__Exercise goal__:
Answer these questions about the forum post on DOE(R) candidacy:
(a) What rank did the poster's grandfather hold, and in which unit?
(b) What age does the poster give?
(c) Which degrees does the poster hold?

__Selection__:
--------------------------------------------------
# Am I a good DOE(R) candidate?



## Potential Recruit (19 Aug 2004)

I've gotten some advice on this question from some buddies who are currently in the CF, both Reg Force and Reserve, commissioned and NCO, but I wanted to get some independent views from guys that I don't know but whose opinions I respect . . . I've been reading posts on this board as a guest for a few weeks, and I greatly respect the wealth of experience and opinion you guys represent.  I know I'm still a guest on here, having never worn the uniform, but I'd be interested in any feedback anyone feels willing to provide.

First off, one of my biggest regrets in life is never having worn the CF uniform.  I'm reasonably successful in my personal and professional life, but I've always had a fascination with the military, and have a tremendous resepect for everyone who wears the uniform (I get that from my grandfather, who was a Captain in the Black Watch in WWII), but I know I'll never be able to truly appreciate what you guys go through unless I join myself.

So here's the score:

-32 years old
-Good health (couple of old sports injuries, but never any major illnesses)
-20/20 vision
-Work out regularly, both in the gym and team sports
-Professional --senior policy analyst with national lobbying firm.  Good coin, so $'s not my reason to join.
-BA and MA in communications
-Fluetnly bilingual E/F
-Long distance runner (half-marathons anyway)
-Used to smoke pot in university, don't anymore
-Novice skydiver (a few tandem jumps a year, which will make you actual jumpers snicker I know, but still something I love to do)
-Single, no kids
-Management experience (10-12 people, in an office environment anyhow)
-Always put my staff's interests before my own, e.g. absobing a lot of the shit that goes on at higher levels so they don't get distracted from their jobs, never passing the buck down the line etc.
--------------------------------------------------
__Entries shown__:
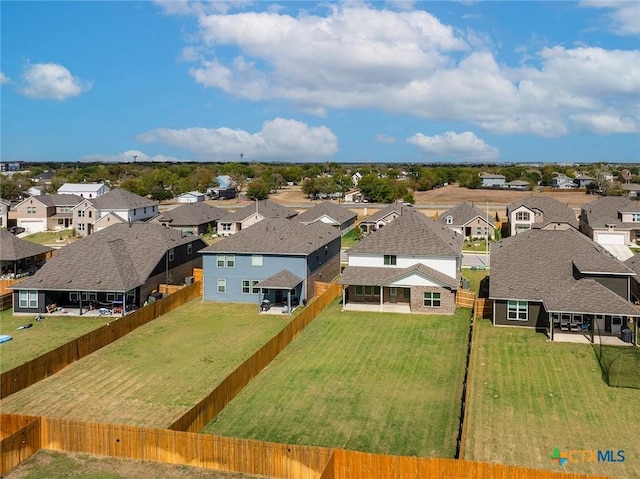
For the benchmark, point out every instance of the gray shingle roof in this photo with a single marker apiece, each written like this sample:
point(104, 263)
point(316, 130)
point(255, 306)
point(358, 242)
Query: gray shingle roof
point(284, 279)
point(13, 248)
point(277, 236)
point(412, 233)
point(378, 276)
point(191, 214)
point(266, 209)
point(118, 258)
point(462, 214)
point(552, 210)
point(337, 213)
point(538, 265)
point(604, 211)
point(119, 199)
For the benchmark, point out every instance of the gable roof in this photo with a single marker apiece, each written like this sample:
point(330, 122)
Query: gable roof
point(538, 265)
point(265, 208)
point(13, 248)
point(412, 233)
point(118, 258)
point(337, 213)
point(604, 211)
point(191, 214)
point(119, 199)
point(462, 214)
point(552, 210)
point(277, 236)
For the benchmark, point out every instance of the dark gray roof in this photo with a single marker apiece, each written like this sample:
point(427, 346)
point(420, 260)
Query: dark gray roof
point(265, 208)
point(551, 209)
point(277, 236)
point(378, 276)
point(191, 214)
point(412, 233)
point(604, 211)
point(337, 213)
point(13, 248)
point(119, 199)
point(118, 258)
point(538, 265)
point(284, 279)
point(462, 214)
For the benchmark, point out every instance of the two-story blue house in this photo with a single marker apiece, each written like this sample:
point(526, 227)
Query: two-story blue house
point(278, 260)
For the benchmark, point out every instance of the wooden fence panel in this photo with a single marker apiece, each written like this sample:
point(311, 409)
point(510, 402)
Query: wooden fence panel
point(57, 359)
point(209, 407)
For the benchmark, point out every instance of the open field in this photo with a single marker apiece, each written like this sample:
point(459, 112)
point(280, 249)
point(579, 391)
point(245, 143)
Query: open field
point(384, 383)
point(529, 396)
point(54, 465)
point(157, 372)
point(43, 336)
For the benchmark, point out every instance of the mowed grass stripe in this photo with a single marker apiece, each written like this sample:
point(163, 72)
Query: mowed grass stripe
point(376, 382)
point(156, 373)
point(529, 396)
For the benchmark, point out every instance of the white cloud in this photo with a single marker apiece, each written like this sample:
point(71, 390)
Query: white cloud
point(279, 139)
point(128, 157)
point(408, 62)
point(464, 146)
point(623, 16)
point(51, 81)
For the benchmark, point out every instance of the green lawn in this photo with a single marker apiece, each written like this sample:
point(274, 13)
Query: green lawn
point(156, 373)
point(376, 382)
point(529, 396)
point(43, 336)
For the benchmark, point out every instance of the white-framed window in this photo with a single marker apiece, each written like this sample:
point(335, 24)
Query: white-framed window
point(431, 300)
point(28, 298)
point(518, 310)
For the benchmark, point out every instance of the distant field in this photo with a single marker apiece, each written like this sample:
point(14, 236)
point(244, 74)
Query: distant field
point(43, 336)
point(156, 373)
point(383, 383)
point(529, 396)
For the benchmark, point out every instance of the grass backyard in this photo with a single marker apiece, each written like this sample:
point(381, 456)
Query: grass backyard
point(384, 383)
point(529, 396)
point(43, 336)
point(156, 373)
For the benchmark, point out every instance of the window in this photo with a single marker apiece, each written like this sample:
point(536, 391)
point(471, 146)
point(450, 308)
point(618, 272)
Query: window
point(431, 300)
point(28, 298)
point(517, 311)
point(390, 259)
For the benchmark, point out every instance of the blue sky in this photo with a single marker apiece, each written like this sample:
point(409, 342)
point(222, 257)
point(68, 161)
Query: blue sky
point(351, 81)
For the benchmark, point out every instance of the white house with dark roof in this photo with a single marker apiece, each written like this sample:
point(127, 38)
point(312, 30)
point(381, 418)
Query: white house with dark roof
point(538, 211)
point(115, 207)
point(559, 281)
point(468, 220)
point(121, 265)
point(411, 265)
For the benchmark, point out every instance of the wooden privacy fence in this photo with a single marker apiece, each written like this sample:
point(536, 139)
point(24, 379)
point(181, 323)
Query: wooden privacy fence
point(465, 299)
point(57, 359)
point(286, 461)
point(198, 416)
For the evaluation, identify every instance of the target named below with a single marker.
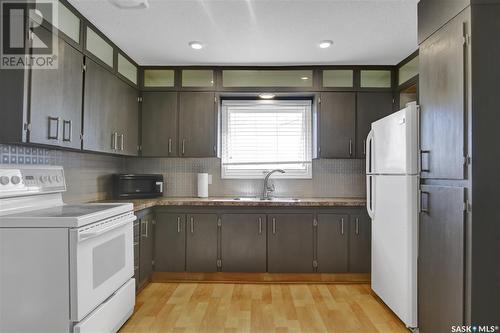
--------------------------------------------------
__Final answer__:
(a) Captain in the Black Watch, in WWII.
(b) 32 years old.
(c) A BA and an MA in communications.